[Document extract Boundary: Start]

Question: This is your first novel. What was your inspiration for writing Losing Charlotte?
Heather Clay: I had heard of maternal deaths like the one that occurs in Losing Charlotte, and I suppose the inspiration for a book came at the point my imagination took over after the bare facts of such accounts had been related to me. These deaths are rare, but they do happen, and the idea of something so Victorian happening in a modern hospital setting led me to wonder how such an event would affect the modern family--in which, for example, the old-fashioned expectation that a widower might court his wife’s surviving sister has ceased to exist, but might be rattling around subconsciously somewhere in the mind of one or more of the characters. The plot and questions that coalesced around such an event brought much that I wanted to explore about family ties, place, and the gaps siblings are asked to fill in for one another to the surface, and the writing took off from there.
Question: The story unfolds in two locations: a horse farm in Kentucky and the West Village in New York City. You live in New York now. Did you grow up on a farm?

[Document extract Boundary: End]
[Records provided Boundary: Start]

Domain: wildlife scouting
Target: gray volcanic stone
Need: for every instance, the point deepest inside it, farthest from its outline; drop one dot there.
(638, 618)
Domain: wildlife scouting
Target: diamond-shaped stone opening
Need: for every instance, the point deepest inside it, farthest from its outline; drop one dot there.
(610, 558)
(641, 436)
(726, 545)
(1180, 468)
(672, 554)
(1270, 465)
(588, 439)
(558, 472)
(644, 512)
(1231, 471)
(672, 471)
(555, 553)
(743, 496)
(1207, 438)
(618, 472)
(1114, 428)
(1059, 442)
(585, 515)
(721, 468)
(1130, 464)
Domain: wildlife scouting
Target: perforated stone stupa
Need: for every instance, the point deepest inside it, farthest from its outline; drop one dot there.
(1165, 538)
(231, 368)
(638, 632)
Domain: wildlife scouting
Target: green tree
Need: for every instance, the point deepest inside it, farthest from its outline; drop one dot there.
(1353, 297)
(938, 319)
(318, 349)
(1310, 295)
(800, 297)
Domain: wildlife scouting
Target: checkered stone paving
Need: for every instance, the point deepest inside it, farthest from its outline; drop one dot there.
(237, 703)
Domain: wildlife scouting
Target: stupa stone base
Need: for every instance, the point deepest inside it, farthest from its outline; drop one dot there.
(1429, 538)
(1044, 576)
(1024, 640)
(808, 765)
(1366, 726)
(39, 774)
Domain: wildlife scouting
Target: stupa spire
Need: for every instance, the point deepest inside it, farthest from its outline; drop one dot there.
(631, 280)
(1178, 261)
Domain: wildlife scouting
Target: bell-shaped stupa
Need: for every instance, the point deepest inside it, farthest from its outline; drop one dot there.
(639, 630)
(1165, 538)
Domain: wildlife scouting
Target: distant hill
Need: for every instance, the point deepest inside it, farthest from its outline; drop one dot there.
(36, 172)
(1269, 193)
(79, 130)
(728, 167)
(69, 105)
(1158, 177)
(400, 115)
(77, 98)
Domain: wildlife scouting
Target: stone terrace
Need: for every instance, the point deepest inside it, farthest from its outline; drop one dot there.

[Records provided Boundary: End]

**How to complete this task**
Reproduce the entire interview about the novel Losing Charlotte word for word. Draw only on the text for what follows.

**Result of the task**
Question: This is your first novel. What was your inspiration for writing Losing Charlotte?
Heather Clay: I had heard of maternal deaths like the one that occurs in Losing Charlotte, and I suppose the inspiration for a book came at the point my imagination took over after the bare facts of such accounts had been related to me. These deaths are rare, but they do happen, and the idea of something so Victorian happening in a modern hospital setting led me to wonder how such an event would affect the modern family--in which, for example, the old-fashioned expectation that a widower might court his wife’s surviving sister has ceased to exist, but might be rattling around subconsciously somewhere in the mind of one or more of the characters. The plot and questions that coalesced around such an event brought much that I wanted to explore about family ties, place, and the gaps siblings are asked to fill in for one another to the surface, and the writing took off from there.
Question: The story unfolds in two locations: a horse farm in Kentucky and the West Village in New York City. You live in New York now. Did you grow up on a farm?